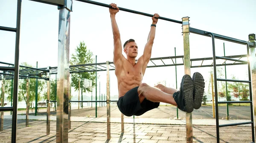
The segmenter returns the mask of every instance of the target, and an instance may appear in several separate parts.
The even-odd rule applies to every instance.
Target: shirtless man
[[[182,111],[190,113],[198,109],[202,103],[204,88],[204,79],[199,73],[195,73],[192,79],[189,75],[183,76],[179,91],[158,84],[155,87],[142,83],[143,75],[151,56],[155,37],[156,24],[159,15],[155,14],[143,55],[136,62],[138,46],[134,40],[130,39],[123,45],[127,56],[122,54],[122,46],[116,14],[119,11],[116,5],[111,3],[109,8],[114,40],[113,62],[117,78],[119,99],[117,106],[127,116],[140,115],[158,107],[160,102],[177,106]]]

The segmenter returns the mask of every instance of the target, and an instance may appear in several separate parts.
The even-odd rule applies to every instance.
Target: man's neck
[[[127,57],[127,60],[133,66],[134,66],[136,64],[135,58],[131,58],[130,57]]]

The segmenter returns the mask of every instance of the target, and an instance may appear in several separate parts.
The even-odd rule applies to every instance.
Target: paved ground
[[[18,120],[17,143],[55,143],[56,122],[51,121],[50,134],[46,135],[46,123]],[[110,140],[107,140],[106,123],[72,122],[69,131],[69,143],[186,143],[184,125],[125,123],[125,133],[121,124],[111,123]],[[10,143],[12,122],[5,119],[4,130],[0,132],[0,143]],[[194,143],[216,142],[215,126],[193,126]],[[252,141],[250,126],[235,126],[220,128],[220,143],[250,143]]]

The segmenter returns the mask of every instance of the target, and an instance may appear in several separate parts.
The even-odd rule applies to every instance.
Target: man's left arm
[[[148,36],[148,42],[145,45],[143,55],[143,62],[144,65],[145,64],[146,66],[147,65],[148,62],[149,62],[149,60],[151,57],[152,47],[153,46],[153,43],[154,43],[154,40],[156,33],[156,24],[158,20],[158,18],[159,17],[159,15],[155,14],[152,17],[152,25],[151,25],[150,31],[149,31]]]

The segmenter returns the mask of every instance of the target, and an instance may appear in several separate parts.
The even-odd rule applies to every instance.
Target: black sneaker
[[[194,110],[193,88],[191,77],[189,75],[185,75],[181,80],[180,91],[174,93],[173,96],[178,108],[181,111],[190,113]]]
[[[204,91],[204,79],[200,73],[196,72],[194,73],[192,80],[194,84],[193,107],[195,109],[198,109],[202,105],[202,101]]]

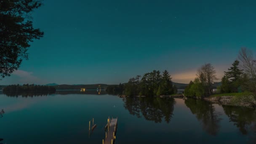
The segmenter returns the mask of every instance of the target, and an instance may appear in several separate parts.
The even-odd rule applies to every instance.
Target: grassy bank
[[[249,92],[245,92],[243,93],[221,93],[217,94],[211,95],[210,96],[210,98],[213,98],[215,97],[221,97],[223,96],[251,96],[253,94],[252,93]]]

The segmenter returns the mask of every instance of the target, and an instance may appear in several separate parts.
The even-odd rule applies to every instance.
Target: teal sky
[[[51,0],[32,14],[43,37],[0,85],[118,84],[153,69],[188,83],[221,78],[241,47],[256,53],[254,0]]]

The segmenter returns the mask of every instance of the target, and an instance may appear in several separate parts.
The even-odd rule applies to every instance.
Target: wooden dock
[[[106,129],[105,139],[102,140],[103,144],[113,144],[115,143],[117,126],[117,118],[108,119],[107,128]]]

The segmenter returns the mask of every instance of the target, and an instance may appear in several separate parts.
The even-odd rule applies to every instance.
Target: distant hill
[[[59,85],[57,83],[48,83],[45,85],[48,86],[54,86],[54,85]]]

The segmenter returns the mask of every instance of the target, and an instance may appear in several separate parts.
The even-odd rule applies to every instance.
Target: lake
[[[127,98],[104,91],[47,96],[0,91],[3,144],[102,144],[107,118],[118,117],[116,144],[255,143],[256,113],[189,99]],[[97,127],[89,132],[89,121]]]

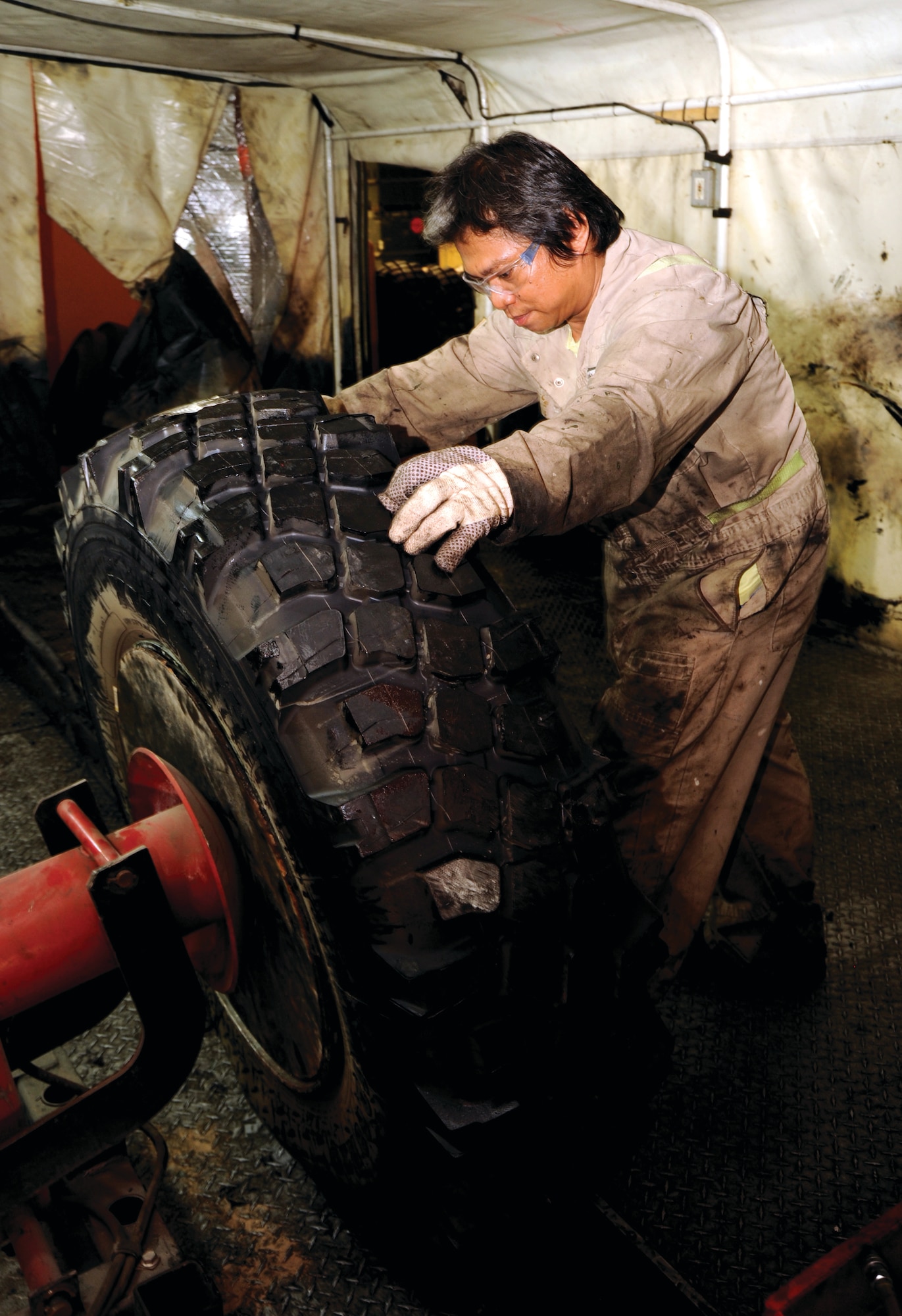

**WHAT IS BEING ASKED**.
Rewrite all the records above, changing every "segmenter" to "annotation tool" and leaving everything else as it is; leave the pictures out.

**RESPONSE**.
The annotation tool returns the mask of every instance of the target, and an instance may appear in several separate parts.
The even-odd rule applies to every instance.
Target: shirtless man
[[[182,111],[190,113],[198,109],[202,103],[204,88],[204,79],[199,73],[195,73],[192,79],[189,75],[183,76],[179,91],[158,84],[155,87],[142,83],[143,75],[151,56],[155,37],[156,24],[159,15],[155,14],[143,55],[136,62],[138,46],[134,40],[130,39],[123,45],[127,56],[122,54],[122,46],[116,14],[119,11],[116,5],[111,3],[109,8],[114,40],[113,62],[117,78],[119,99],[117,106],[127,116],[140,115],[158,107],[160,102],[177,106]]]

The annotation tool returns the mask of every instance of the target, and an instance may appear in several separate parts.
The even-odd rule applies to every instance.
Target: man's neck
[[[127,57],[127,60],[133,66],[134,66],[136,64],[135,58],[131,58],[130,57]]]

The annotation tool returns the mask of every instance of the target, and an instance may appear in several separate parts.
The even-odd rule applies to every instance.
Target: paved ground
[[[18,120],[17,143],[55,143],[56,122],[51,121],[50,134],[46,135],[46,123]],[[110,140],[107,140],[106,123],[72,122],[69,131],[69,143],[186,143],[184,125],[125,123],[125,133],[121,124],[111,123]],[[10,143],[12,122],[5,119],[4,130],[0,132],[0,143]],[[194,143],[216,142],[215,126],[193,126]],[[252,141],[250,126],[235,126],[220,128],[220,143],[250,143]]]

The annotation tool returns the mask of every instance of the target, and an instance may appear in several separate parts.
The even-odd rule applies to every instance.
Target: man's left arm
[[[148,36],[148,42],[145,45],[143,55],[143,62],[144,65],[145,64],[146,66],[147,65],[148,62],[149,62],[149,60],[151,57],[152,47],[153,46],[153,43],[154,43],[154,40],[156,33],[156,24],[158,20],[158,18],[159,17],[159,15],[155,14],[152,17],[152,25],[151,25],[150,31],[149,31]]]

The annotation tool returns the mask of every instance of the target, and an instance may appear in several separate parts.
The even-odd rule applies to every instance.
Target: black sneaker
[[[194,110],[193,88],[191,77],[189,75],[185,75],[181,80],[180,91],[174,93],[173,96],[178,108],[181,111],[190,113]]]
[[[204,91],[204,79],[200,73],[196,72],[194,73],[192,80],[194,84],[193,107],[195,109],[198,109],[202,105],[202,101]]]

The annotation tool returns the mask of every instance of the target, and an instance may appear in several separate parts.
The even-odd rule applies to every instance.
Target: grassy bank
[[[249,92],[245,92],[243,93],[221,93],[217,94],[211,95],[210,96],[210,98],[213,98],[215,97],[221,97],[223,96],[251,96],[253,94],[252,93]]]

The annotation tool returns the mask of every instance of the target, and an instance may appear in several separate parts.
The even-odd rule applies to every instance.
Target: teal sky
[[[51,0],[32,14],[43,37],[0,85],[118,84],[153,69],[188,83],[221,78],[241,47],[256,53],[254,0]]]

The annotation tool returns the mask of every instance of the target, and an instance may appear in several separate parts.
The even-odd rule applies to every instance.
Target: wooden dock
[[[106,129],[105,139],[102,140],[103,144],[113,144],[115,143],[117,126],[117,118],[108,119],[107,128]]]

The annotation tool returns the mask of every instance of the target, and an instance may appear in several separate parts.
The even-odd rule applies to every instance.
Target: distant hill
[[[59,85],[57,83],[48,83],[45,85],[48,86],[54,86],[54,85]]]

The annotation tool returns the mask of every instance of the target, and an instance may appear in several separate parts.
The even-odd rule applies to every instance.
Target: lake
[[[127,98],[104,91],[47,96],[0,91],[3,144],[102,144],[107,118],[118,117],[116,144],[255,143],[256,113],[189,99]],[[97,127],[89,132],[89,121]]]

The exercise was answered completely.